*What you should do*
Copy the rows below word for word, from the first one through the line that contains "146 70 L 145", including that line.

Start Given records

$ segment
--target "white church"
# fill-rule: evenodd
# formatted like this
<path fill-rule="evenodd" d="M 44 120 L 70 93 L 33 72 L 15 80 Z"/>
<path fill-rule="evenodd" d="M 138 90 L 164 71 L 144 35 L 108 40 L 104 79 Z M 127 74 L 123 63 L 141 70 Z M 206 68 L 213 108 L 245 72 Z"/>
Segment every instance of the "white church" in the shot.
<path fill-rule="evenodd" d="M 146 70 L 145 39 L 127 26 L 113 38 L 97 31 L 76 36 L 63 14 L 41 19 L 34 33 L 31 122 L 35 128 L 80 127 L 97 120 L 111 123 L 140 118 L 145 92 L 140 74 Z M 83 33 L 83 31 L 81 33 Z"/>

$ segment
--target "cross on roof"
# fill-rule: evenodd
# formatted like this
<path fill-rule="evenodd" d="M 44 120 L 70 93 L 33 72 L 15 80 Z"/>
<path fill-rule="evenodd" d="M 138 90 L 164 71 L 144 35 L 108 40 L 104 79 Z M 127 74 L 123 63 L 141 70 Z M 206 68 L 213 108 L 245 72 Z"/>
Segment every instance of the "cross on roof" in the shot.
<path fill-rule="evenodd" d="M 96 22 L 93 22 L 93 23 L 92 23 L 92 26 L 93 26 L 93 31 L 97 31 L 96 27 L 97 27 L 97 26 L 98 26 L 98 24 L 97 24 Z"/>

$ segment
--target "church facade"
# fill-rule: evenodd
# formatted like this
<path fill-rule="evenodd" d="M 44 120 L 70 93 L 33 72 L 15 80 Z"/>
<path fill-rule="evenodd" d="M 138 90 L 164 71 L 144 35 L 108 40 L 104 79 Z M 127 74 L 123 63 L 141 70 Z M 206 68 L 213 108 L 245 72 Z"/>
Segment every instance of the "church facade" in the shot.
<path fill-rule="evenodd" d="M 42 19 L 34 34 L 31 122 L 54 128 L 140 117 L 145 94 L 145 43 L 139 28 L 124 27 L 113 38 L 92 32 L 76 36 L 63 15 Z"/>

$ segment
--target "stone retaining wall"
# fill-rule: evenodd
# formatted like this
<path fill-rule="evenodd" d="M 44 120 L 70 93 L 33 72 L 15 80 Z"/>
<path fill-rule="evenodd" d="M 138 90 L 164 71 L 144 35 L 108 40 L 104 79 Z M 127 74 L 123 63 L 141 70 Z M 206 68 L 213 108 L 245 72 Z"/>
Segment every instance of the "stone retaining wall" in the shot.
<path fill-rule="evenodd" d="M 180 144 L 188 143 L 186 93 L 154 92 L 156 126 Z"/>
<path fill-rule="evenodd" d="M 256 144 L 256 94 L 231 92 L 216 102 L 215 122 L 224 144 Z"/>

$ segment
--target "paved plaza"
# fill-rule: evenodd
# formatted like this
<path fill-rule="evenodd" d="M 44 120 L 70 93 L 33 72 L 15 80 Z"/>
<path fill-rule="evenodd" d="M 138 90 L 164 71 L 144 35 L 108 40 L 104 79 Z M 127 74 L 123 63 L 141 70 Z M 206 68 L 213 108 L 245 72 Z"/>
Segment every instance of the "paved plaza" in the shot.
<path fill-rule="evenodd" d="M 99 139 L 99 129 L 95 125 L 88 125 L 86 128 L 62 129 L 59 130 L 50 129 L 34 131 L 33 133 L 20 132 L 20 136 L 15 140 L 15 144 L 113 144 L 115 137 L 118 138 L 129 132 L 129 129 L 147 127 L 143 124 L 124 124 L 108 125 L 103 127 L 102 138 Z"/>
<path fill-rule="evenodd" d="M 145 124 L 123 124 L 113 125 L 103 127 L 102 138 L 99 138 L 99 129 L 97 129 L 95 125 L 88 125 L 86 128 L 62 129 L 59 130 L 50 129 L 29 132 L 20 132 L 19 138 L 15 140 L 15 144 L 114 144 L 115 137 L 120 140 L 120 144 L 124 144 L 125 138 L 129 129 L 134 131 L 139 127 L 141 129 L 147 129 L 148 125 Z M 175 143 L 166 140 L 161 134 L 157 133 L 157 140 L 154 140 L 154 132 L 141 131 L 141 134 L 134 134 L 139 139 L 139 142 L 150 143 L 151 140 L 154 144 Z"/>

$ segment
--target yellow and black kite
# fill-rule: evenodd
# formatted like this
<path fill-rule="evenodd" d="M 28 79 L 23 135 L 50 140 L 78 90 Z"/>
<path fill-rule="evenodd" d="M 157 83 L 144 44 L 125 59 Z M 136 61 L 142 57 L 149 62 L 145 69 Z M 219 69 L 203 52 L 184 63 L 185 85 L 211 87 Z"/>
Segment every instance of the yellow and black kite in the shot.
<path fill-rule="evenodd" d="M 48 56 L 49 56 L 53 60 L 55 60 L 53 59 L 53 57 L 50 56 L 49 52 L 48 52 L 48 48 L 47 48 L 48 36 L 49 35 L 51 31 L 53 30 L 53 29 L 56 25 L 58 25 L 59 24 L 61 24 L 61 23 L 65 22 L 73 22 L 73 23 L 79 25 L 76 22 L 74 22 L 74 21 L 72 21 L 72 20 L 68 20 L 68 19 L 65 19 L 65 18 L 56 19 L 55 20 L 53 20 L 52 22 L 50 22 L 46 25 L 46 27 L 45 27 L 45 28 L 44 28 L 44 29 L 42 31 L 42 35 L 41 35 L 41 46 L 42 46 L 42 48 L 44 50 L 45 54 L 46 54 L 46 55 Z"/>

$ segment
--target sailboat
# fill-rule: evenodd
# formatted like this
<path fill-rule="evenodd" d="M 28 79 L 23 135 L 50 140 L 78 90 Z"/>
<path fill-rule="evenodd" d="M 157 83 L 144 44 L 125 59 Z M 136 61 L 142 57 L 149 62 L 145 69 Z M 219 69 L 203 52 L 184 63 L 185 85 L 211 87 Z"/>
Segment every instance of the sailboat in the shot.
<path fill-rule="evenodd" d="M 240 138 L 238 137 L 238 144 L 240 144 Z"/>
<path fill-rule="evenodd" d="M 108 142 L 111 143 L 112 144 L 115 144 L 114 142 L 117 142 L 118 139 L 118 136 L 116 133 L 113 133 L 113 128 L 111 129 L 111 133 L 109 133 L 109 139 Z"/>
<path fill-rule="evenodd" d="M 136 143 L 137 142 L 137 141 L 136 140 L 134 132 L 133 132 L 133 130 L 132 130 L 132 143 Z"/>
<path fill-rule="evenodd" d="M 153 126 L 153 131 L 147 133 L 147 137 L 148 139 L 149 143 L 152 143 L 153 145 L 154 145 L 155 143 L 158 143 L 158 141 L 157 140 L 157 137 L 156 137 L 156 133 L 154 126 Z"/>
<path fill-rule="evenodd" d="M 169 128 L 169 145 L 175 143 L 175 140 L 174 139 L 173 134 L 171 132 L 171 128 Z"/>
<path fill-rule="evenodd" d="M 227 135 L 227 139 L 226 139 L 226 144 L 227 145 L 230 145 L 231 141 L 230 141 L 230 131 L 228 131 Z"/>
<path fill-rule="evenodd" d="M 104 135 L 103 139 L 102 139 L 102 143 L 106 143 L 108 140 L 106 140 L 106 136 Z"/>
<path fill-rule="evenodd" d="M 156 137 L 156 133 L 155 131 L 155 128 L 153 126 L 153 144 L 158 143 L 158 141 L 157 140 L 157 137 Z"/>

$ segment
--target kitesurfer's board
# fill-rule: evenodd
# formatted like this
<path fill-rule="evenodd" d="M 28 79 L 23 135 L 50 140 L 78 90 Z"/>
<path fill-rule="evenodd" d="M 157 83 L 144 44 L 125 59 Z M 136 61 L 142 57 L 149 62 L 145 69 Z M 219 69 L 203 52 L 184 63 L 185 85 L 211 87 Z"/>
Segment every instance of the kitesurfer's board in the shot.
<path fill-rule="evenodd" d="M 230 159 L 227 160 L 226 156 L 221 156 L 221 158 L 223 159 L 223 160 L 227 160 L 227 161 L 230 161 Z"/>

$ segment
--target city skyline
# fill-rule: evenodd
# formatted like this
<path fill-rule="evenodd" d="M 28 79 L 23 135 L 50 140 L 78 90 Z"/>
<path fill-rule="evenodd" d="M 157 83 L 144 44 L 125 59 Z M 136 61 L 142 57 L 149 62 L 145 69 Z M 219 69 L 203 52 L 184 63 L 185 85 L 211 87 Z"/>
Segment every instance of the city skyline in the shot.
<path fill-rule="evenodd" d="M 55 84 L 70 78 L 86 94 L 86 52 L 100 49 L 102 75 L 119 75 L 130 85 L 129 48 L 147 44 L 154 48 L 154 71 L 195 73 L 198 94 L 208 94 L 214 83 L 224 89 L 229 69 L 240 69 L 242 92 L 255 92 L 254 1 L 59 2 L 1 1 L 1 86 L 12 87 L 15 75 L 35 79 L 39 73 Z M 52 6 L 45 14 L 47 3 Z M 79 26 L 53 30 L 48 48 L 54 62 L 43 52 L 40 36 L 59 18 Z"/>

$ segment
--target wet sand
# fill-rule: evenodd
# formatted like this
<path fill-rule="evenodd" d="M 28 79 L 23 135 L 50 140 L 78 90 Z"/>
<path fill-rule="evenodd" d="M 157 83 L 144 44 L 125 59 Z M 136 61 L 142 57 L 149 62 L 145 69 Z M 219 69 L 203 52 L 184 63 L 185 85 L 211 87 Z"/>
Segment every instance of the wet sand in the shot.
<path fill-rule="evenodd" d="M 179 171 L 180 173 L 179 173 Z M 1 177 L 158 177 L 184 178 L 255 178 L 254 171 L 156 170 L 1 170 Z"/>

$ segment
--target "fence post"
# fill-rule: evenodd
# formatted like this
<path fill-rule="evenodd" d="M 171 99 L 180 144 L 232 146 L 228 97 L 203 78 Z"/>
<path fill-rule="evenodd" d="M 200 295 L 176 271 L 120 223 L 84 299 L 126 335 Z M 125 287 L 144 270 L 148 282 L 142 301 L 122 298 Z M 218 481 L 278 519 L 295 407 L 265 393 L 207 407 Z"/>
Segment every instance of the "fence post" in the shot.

End Given records

*Response to this task*
$ segment
--target "white church"
# fill-rule: evenodd
# formatted like this
<path fill-rule="evenodd" d="M 44 120 L 70 93 L 33 72 L 15 80 Z"/>
<path fill-rule="evenodd" d="M 138 90 L 164 71 L 144 35 L 108 40 L 104 79 Z M 127 74 L 123 63 L 141 70 Z M 206 68 L 213 108 L 245 72 Z"/>
Segment every instance of the "white church" in the shot.
<path fill-rule="evenodd" d="M 146 70 L 145 39 L 127 26 L 113 38 L 97 31 L 76 36 L 63 14 L 41 19 L 34 33 L 31 122 L 35 128 L 80 127 L 97 120 L 111 123 L 140 118 L 145 92 L 140 74 Z M 83 33 L 83 31 L 81 33 Z"/>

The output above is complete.